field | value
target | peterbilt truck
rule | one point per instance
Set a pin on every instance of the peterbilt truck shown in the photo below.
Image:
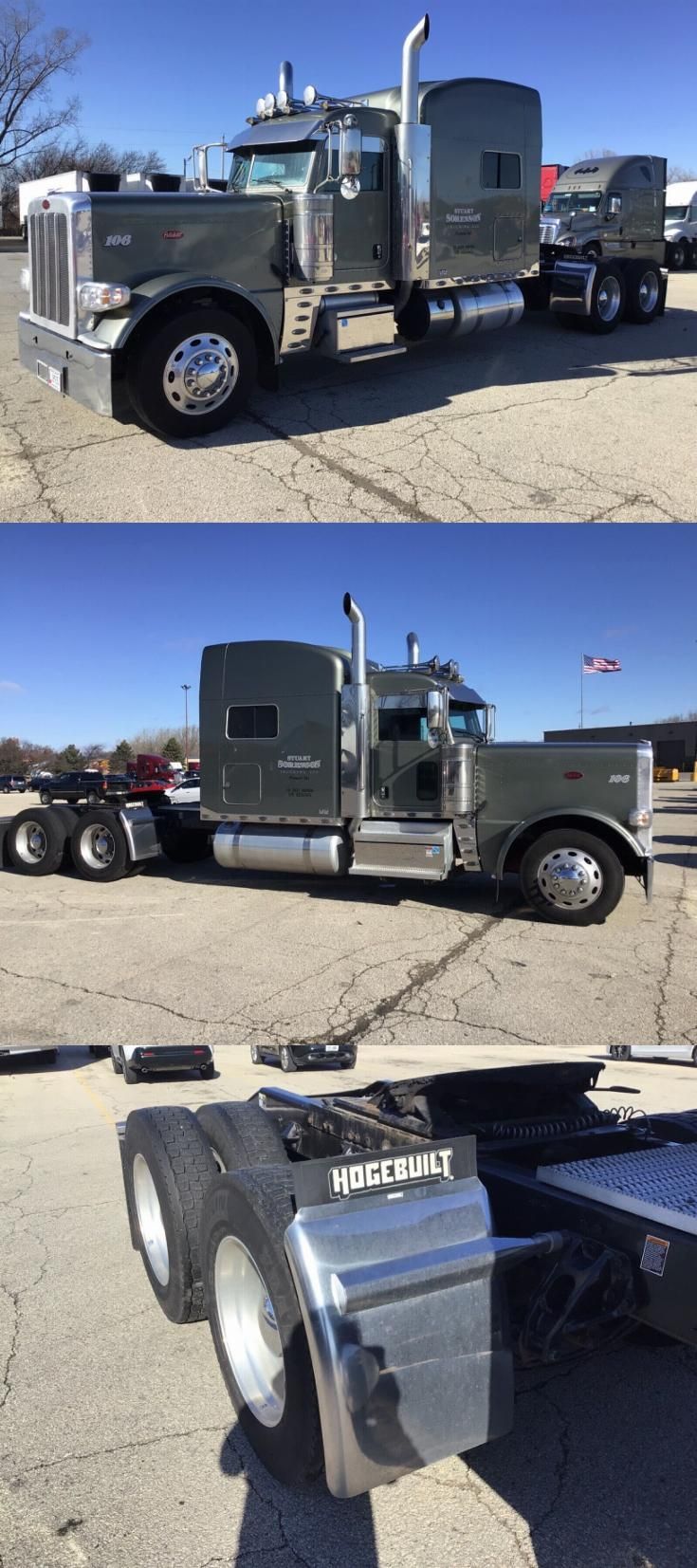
(375, 1264)
(321, 763)
(351, 226)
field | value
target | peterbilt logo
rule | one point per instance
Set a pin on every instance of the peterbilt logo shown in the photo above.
(395, 1170)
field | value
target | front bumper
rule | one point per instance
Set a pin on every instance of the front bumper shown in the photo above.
(85, 374)
(168, 1059)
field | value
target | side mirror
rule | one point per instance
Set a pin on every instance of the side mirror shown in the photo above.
(350, 148)
(435, 718)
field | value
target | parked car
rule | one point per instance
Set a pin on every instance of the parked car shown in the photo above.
(88, 784)
(653, 1054)
(292, 1057)
(135, 1061)
(187, 792)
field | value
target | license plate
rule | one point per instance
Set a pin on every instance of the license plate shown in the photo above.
(50, 375)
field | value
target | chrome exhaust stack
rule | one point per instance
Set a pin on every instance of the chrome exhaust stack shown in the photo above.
(413, 170)
(409, 71)
(355, 723)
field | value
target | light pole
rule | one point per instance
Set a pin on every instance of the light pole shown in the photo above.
(185, 689)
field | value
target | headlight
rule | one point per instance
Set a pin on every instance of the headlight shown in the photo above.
(102, 297)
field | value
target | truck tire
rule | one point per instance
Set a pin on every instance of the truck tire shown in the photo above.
(572, 876)
(36, 840)
(168, 1169)
(185, 847)
(242, 1135)
(99, 849)
(256, 1319)
(130, 1075)
(643, 285)
(679, 256)
(607, 302)
(201, 342)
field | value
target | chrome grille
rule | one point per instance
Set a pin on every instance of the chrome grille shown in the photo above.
(50, 267)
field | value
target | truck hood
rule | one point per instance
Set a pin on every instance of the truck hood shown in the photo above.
(143, 235)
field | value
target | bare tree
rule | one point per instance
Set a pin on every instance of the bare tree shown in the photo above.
(30, 60)
(677, 173)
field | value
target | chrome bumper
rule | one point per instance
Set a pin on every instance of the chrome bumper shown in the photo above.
(85, 372)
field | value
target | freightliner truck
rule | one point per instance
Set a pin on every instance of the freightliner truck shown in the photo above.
(323, 763)
(355, 226)
(608, 208)
(373, 1264)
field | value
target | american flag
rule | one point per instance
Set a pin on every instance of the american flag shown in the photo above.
(598, 667)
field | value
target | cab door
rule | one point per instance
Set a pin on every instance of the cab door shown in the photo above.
(406, 775)
(362, 226)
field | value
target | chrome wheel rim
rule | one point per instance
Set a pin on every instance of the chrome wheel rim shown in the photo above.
(201, 374)
(610, 297)
(98, 845)
(30, 842)
(649, 293)
(569, 878)
(249, 1333)
(151, 1220)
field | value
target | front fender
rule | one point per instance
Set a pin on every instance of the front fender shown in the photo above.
(115, 329)
(548, 818)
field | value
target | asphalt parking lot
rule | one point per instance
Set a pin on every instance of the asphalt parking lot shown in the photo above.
(117, 1440)
(531, 424)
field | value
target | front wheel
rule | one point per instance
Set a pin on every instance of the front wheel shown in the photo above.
(193, 374)
(572, 876)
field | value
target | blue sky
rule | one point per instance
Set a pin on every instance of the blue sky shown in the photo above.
(165, 76)
(112, 619)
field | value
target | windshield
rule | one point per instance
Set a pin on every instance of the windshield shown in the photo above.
(466, 720)
(574, 201)
(285, 168)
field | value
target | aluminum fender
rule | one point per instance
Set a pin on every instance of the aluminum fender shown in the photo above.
(141, 833)
(550, 816)
(115, 328)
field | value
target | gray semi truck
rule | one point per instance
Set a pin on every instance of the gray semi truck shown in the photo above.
(376, 1263)
(317, 761)
(608, 208)
(351, 226)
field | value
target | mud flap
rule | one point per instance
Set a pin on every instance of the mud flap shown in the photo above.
(396, 1274)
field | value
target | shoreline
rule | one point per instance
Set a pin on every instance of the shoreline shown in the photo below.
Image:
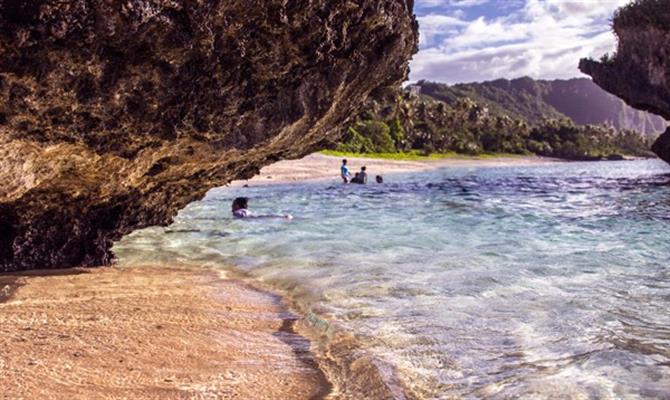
(165, 332)
(320, 167)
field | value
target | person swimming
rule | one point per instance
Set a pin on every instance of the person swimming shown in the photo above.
(344, 172)
(240, 208)
(361, 177)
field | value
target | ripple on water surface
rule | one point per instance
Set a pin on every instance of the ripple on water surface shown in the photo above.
(539, 281)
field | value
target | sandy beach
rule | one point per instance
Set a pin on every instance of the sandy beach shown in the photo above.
(168, 332)
(149, 333)
(318, 166)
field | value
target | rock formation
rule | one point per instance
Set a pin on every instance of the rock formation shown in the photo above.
(116, 114)
(639, 72)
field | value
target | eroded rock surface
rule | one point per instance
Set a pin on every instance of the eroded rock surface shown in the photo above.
(116, 114)
(639, 73)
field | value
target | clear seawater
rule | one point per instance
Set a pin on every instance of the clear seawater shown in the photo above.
(543, 282)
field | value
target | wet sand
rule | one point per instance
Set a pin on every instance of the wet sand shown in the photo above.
(150, 333)
(318, 166)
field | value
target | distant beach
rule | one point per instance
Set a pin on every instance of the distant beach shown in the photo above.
(319, 166)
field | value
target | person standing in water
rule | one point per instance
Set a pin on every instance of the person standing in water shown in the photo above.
(361, 177)
(240, 209)
(344, 171)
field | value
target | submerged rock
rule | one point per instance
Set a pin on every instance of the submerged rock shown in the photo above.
(115, 115)
(639, 72)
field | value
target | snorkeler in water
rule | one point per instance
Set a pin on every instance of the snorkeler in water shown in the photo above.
(240, 209)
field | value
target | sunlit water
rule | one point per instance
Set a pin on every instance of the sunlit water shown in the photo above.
(538, 282)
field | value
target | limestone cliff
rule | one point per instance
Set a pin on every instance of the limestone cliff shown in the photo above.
(116, 114)
(639, 72)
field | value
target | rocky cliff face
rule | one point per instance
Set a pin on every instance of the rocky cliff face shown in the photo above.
(116, 114)
(639, 73)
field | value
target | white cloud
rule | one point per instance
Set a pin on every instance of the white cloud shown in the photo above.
(542, 39)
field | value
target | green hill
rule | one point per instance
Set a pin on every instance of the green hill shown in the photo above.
(579, 99)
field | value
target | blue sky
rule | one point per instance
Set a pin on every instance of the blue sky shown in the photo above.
(476, 40)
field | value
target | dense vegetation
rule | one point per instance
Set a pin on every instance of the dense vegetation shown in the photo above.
(579, 100)
(643, 12)
(401, 122)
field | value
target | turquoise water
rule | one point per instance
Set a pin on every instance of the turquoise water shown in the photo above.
(537, 282)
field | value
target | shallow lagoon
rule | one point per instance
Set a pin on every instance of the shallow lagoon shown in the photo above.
(544, 281)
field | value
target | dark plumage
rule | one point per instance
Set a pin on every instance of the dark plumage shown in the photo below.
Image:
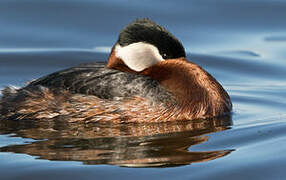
(167, 88)
(95, 79)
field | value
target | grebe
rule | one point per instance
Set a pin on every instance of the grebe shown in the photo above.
(147, 79)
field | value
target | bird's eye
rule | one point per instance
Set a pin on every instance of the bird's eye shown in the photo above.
(164, 56)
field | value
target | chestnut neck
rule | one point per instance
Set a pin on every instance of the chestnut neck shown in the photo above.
(193, 87)
(196, 90)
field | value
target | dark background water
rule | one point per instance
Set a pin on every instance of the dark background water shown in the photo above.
(241, 43)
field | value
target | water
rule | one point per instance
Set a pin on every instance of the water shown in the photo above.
(241, 43)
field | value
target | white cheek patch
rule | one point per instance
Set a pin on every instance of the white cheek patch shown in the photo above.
(138, 56)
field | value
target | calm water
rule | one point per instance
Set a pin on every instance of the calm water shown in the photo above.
(241, 43)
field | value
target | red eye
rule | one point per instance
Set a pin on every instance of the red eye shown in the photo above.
(164, 55)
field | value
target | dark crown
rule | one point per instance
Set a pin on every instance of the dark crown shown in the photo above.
(145, 30)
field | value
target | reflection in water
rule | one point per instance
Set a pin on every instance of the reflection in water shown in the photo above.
(132, 145)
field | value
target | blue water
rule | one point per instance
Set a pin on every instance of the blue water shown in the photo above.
(241, 43)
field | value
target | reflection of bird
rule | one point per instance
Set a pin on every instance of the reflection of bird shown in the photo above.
(147, 78)
(132, 144)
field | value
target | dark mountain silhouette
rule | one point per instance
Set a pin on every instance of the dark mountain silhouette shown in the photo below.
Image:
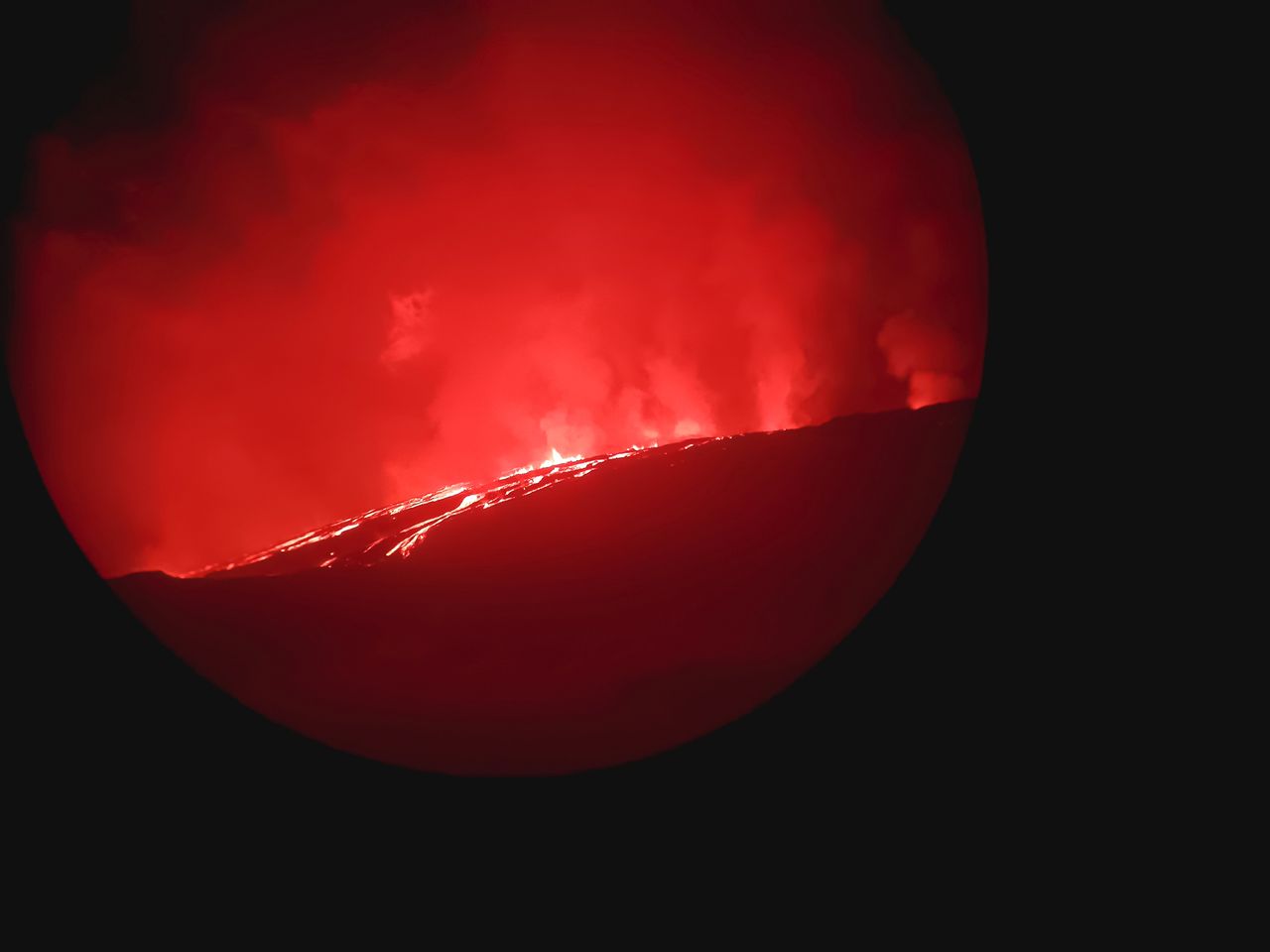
(558, 624)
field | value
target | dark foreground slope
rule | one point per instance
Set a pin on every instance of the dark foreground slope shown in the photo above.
(590, 624)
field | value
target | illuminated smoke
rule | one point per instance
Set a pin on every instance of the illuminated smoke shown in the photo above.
(377, 248)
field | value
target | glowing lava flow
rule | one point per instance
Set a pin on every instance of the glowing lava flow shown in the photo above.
(397, 531)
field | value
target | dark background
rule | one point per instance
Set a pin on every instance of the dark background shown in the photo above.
(929, 707)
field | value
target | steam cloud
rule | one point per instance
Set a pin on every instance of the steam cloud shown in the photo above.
(362, 253)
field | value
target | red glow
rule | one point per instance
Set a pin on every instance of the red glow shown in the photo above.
(377, 253)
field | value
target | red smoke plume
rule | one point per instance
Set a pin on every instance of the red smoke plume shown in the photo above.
(366, 252)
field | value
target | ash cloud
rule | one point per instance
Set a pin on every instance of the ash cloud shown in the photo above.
(375, 249)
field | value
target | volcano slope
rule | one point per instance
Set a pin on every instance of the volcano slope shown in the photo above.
(548, 624)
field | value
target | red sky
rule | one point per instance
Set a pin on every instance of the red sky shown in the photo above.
(367, 252)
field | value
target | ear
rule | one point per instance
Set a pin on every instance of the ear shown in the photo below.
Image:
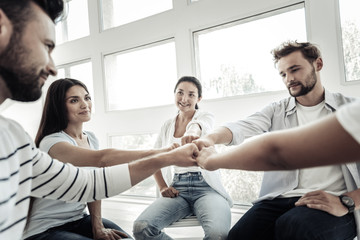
(318, 64)
(5, 30)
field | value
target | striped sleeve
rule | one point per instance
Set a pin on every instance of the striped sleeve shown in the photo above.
(62, 181)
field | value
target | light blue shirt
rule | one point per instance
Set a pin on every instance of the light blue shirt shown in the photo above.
(282, 115)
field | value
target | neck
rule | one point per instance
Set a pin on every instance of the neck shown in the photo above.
(75, 132)
(316, 96)
(4, 91)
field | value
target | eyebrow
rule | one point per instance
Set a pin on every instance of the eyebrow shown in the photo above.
(290, 68)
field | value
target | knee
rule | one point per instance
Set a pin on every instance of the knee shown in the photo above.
(142, 230)
(291, 227)
(216, 234)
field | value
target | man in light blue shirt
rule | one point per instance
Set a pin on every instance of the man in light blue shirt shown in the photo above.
(275, 215)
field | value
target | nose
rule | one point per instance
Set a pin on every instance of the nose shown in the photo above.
(184, 98)
(84, 104)
(289, 78)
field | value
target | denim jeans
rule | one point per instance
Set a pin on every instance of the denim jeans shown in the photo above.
(195, 197)
(76, 230)
(280, 219)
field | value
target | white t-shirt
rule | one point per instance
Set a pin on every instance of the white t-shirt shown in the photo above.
(349, 118)
(328, 178)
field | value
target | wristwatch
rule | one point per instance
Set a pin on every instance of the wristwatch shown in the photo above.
(347, 202)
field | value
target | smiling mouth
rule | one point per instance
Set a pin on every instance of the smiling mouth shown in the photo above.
(183, 105)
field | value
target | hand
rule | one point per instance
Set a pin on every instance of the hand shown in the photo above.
(203, 158)
(184, 156)
(203, 142)
(323, 201)
(188, 139)
(169, 192)
(108, 234)
(168, 148)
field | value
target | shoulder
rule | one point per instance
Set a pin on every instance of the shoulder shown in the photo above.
(203, 114)
(50, 140)
(93, 140)
(13, 131)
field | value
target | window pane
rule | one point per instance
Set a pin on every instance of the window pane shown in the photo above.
(236, 60)
(119, 12)
(76, 24)
(144, 141)
(83, 72)
(135, 78)
(350, 29)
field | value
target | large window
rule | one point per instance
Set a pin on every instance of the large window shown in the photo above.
(350, 32)
(76, 23)
(120, 12)
(141, 77)
(234, 59)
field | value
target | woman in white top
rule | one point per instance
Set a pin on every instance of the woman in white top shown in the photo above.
(67, 107)
(192, 189)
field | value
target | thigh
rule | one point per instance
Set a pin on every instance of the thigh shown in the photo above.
(58, 235)
(306, 223)
(165, 211)
(84, 227)
(213, 211)
(259, 221)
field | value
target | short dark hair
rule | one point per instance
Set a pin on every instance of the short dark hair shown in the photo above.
(308, 50)
(193, 80)
(19, 11)
(54, 117)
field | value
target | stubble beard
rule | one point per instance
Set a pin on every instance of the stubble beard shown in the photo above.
(311, 81)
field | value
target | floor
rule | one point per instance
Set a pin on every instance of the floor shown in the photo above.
(124, 210)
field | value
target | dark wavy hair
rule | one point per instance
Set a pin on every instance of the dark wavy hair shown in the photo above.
(20, 11)
(192, 80)
(54, 117)
(308, 50)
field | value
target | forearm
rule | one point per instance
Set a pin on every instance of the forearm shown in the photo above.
(95, 214)
(321, 143)
(355, 195)
(111, 157)
(160, 179)
(221, 135)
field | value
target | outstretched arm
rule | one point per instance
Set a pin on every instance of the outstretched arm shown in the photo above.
(79, 156)
(221, 135)
(321, 143)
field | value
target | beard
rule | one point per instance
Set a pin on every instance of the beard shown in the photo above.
(20, 77)
(310, 81)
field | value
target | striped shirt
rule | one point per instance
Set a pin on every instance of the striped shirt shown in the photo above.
(26, 171)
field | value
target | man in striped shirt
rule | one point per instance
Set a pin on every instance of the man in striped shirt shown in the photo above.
(27, 38)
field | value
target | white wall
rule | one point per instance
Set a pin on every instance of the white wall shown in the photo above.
(322, 26)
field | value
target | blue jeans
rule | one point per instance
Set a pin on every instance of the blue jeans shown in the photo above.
(76, 230)
(280, 219)
(195, 197)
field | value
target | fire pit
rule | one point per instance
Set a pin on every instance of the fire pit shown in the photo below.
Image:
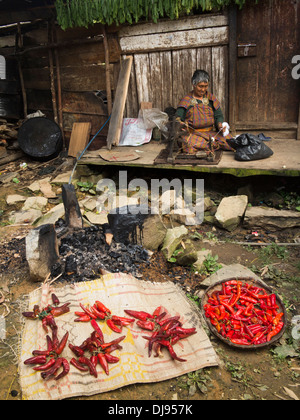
(84, 253)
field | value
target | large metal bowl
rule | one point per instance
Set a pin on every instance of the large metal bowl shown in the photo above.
(218, 286)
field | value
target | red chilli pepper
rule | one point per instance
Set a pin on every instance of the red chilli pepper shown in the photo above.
(97, 329)
(79, 365)
(141, 315)
(85, 361)
(103, 362)
(146, 325)
(102, 307)
(62, 344)
(113, 326)
(46, 366)
(36, 360)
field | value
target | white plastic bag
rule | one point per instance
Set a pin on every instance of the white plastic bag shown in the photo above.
(154, 117)
(133, 133)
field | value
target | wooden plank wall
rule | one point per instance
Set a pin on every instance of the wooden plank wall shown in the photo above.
(267, 97)
(81, 59)
(167, 54)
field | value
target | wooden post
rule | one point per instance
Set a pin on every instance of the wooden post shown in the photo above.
(298, 128)
(51, 65)
(19, 45)
(72, 210)
(107, 71)
(115, 125)
(232, 17)
(59, 96)
(41, 251)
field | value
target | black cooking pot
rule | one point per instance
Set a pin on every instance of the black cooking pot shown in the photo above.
(40, 138)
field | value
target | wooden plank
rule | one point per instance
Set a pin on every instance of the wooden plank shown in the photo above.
(96, 122)
(175, 40)
(132, 103)
(182, 83)
(83, 103)
(192, 22)
(219, 76)
(142, 73)
(79, 138)
(155, 79)
(232, 68)
(266, 125)
(115, 126)
(85, 78)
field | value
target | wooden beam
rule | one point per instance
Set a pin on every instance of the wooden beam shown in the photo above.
(232, 67)
(298, 128)
(175, 40)
(115, 126)
(265, 125)
(51, 65)
(107, 72)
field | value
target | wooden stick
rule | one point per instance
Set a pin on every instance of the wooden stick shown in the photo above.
(23, 90)
(107, 71)
(51, 65)
(59, 90)
(262, 243)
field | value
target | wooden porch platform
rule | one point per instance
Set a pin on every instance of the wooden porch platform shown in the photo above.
(284, 162)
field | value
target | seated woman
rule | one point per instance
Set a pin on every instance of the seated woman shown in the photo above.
(201, 115)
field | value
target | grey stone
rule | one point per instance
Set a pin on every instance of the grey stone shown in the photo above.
(230, 211)
(271, 219)
(14, 199)
(41, 251)
(228, 272)
(172, 240)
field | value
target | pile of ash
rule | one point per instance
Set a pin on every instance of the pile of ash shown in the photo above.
(84, 253)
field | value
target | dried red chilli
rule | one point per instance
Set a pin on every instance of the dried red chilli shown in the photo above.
(100, 312)
(47, 314)
(99, 352)
(165, 331)
(243, 313)
(49, 361)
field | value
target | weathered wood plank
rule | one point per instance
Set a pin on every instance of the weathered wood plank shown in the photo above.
(220, 76)
(175, 40)
(142, 73)
(79, 138)
(166, 75)
(182, 85)
(83, 103)
(96, 122)
(85, 78)
(132, 105)
(115, 126)
(192, 22)
(204, 59)
(156, 80)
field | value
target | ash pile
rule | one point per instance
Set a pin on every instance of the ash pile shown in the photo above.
(77, 253)
(85, 254)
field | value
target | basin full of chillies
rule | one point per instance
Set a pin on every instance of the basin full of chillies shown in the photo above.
(244, 313)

⁂

■ Your goal ■
Rescale the rows from the first line through the line that contains "(168, 1059)", reproducing every line in that span, requests included, and multiplying only the point coordinates in the answers by 2.4, rounded to whole numbers with halves rounded up. Give only these lines and omit the pictures.

■ Exercise answer ■
field | value
target | peterbilt truck
rule | one point per instance
Set a pin on every instance of the peterbilt truck shown in the photo below.
Image:
(900, 3034)
(770, 1831)
(842, 542)
field | value
target | peterbilt logo
rule | one point per instance
Set a pin on every instance of the peterbilt logo shown in the photo above.
(948, 2808)
field | value
target | front bumper
rule | one point per instance
Set a pin on every instance of the front bumper shown in the photo above.
(204, 898)
(403, 2542)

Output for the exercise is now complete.